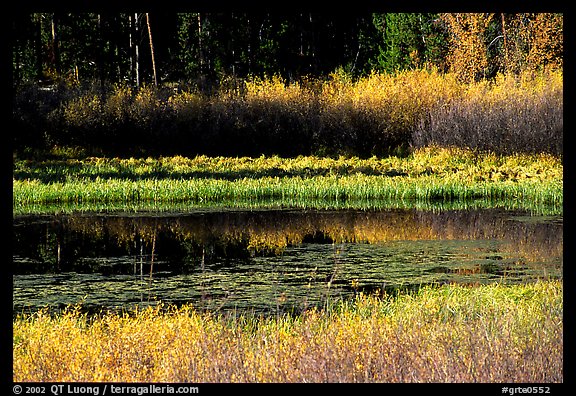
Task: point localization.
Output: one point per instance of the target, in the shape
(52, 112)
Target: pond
(271, 261)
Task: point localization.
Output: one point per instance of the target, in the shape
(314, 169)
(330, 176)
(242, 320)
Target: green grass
(427, 175)
(450, 333)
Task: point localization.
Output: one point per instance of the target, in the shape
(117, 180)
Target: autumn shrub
(511, 114)
(379, 114)
(490, 333)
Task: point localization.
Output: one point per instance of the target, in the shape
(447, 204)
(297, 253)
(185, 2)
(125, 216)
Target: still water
(270, 260)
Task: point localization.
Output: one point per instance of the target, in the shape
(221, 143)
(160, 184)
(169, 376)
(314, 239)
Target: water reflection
(271, 259)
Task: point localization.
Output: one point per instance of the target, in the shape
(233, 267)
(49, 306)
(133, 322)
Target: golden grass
(375, 115)
(491, 333)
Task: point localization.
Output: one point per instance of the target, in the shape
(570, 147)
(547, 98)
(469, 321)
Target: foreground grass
(491, 333)
(428, 174)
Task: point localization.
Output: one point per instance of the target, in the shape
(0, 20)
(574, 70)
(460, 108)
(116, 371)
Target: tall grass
(375, 115)
(428, 174)
(491, 333)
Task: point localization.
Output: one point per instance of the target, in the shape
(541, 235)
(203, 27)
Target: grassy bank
(427, 175)
(451, 333)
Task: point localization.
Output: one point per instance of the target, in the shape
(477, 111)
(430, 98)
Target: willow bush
(379, 114)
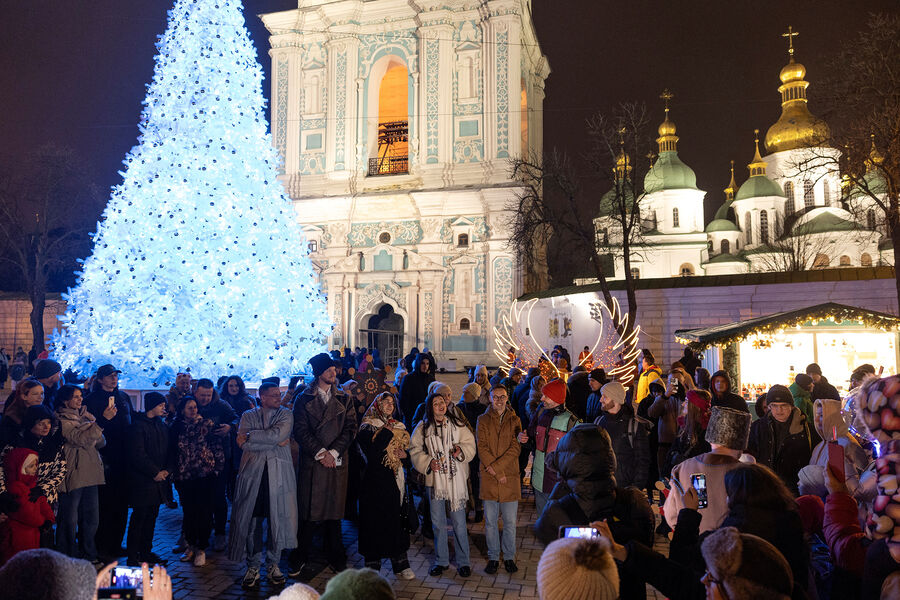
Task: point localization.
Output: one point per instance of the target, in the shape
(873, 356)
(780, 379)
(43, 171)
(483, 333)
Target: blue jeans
(78, 518)
(508, 511)
(255, 545)
(460, 534)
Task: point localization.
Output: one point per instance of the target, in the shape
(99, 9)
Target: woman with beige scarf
(382, 531)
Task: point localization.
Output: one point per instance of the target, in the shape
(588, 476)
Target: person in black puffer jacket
(587, 491)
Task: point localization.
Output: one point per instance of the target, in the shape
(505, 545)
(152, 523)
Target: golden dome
(793, 71)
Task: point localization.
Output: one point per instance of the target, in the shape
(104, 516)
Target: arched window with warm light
(789, 194)
(809, 199)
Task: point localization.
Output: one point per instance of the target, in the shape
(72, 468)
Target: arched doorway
(384, 330)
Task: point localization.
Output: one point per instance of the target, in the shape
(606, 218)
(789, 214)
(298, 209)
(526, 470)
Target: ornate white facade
(419, 228)
(790, 214)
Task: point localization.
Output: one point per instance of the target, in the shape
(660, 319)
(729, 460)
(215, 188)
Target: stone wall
(15, 326)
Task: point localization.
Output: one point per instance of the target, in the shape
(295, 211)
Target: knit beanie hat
(358, 584)
(747, 566)
(472, 390)
(46, 368)
(728, 427)
(320, 363)
(298, 591)
(577, 569)
(33, 414)
(152, 400)
(556, 391)
(615, 391)
(43, 574)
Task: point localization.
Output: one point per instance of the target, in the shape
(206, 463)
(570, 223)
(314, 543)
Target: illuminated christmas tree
(198, 262)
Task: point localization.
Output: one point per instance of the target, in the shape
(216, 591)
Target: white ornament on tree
(198, 262)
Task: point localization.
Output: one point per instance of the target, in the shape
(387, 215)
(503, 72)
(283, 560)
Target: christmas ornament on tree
(199, 263)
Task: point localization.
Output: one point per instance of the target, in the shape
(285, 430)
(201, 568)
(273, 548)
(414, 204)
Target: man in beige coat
(498, 450)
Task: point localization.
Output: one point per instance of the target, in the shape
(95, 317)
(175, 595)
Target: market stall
(763, 351)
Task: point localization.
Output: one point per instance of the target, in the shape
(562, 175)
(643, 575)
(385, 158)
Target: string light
(198, 263)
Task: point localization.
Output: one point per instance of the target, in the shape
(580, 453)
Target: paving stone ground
(220, 578)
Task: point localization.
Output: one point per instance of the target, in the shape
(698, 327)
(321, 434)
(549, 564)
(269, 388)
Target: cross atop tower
(666, 96)
(790, 35)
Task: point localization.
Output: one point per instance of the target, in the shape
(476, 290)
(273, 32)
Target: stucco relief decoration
(527, 328)
(503, 294)
(375, 294)
(281, 113)
(401, 232)
(502, 39)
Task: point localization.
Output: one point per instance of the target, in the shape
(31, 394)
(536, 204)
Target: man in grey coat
(324, 427)
(266, 488)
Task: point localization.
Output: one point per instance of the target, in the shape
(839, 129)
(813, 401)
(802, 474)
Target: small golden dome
(793, 71)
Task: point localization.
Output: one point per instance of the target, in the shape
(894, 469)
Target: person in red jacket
(34, 512)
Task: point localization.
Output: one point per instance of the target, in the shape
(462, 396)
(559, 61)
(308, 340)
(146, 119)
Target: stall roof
(719, 335)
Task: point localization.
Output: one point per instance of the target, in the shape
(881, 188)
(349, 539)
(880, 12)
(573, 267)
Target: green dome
(721, 225)
(608, 204)
(669, 173)
(758, 186)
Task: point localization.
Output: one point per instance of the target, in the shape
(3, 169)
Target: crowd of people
(755, 504)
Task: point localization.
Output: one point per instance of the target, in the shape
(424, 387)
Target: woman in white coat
(441, 448)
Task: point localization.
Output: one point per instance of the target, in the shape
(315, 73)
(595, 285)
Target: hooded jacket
(23, 525)
(587, 490)
(788, 457)
(728, 398)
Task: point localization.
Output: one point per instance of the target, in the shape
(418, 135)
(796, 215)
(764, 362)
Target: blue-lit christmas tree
(199, 262)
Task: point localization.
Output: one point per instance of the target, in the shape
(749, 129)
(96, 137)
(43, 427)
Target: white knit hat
(577, 569)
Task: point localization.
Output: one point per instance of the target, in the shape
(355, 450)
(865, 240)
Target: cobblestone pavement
(220, 578)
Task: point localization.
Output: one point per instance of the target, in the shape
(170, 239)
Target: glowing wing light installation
(614, 349)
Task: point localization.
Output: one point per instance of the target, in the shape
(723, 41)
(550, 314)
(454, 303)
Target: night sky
(74, 72)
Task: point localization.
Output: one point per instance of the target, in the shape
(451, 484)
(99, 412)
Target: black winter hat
(46, 368)
(152, 400)
(33, 414)
(320, 363)
(779, 393)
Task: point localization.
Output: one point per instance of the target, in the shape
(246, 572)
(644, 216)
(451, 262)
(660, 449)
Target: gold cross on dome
(790, 35)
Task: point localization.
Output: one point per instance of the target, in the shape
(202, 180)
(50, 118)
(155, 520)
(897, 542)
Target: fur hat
(320, 363)
(577, 569)
(358, 584)
(615, 391)
(556, 391)
(747, 566)
(43, 574)
(298, 591)
(728, 427)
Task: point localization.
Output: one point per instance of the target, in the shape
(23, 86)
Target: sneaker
(251, 578)
(275, 575)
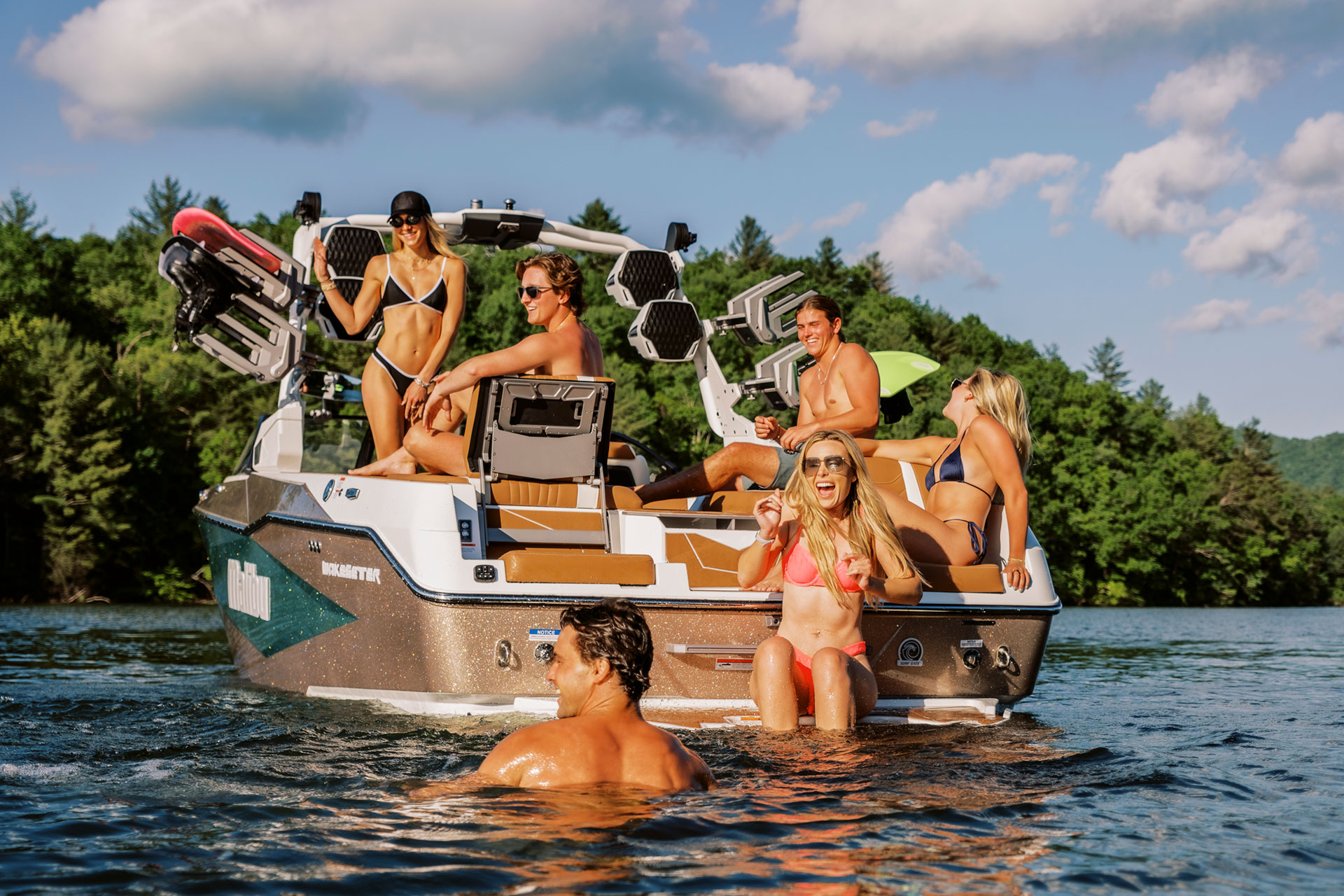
==*==
Problem description. Which lines in the data above contain the string "knit", with case counting? Identify each one and copy it out in full.

Task solution.
Target: knit beanie hat
Target: white knit hat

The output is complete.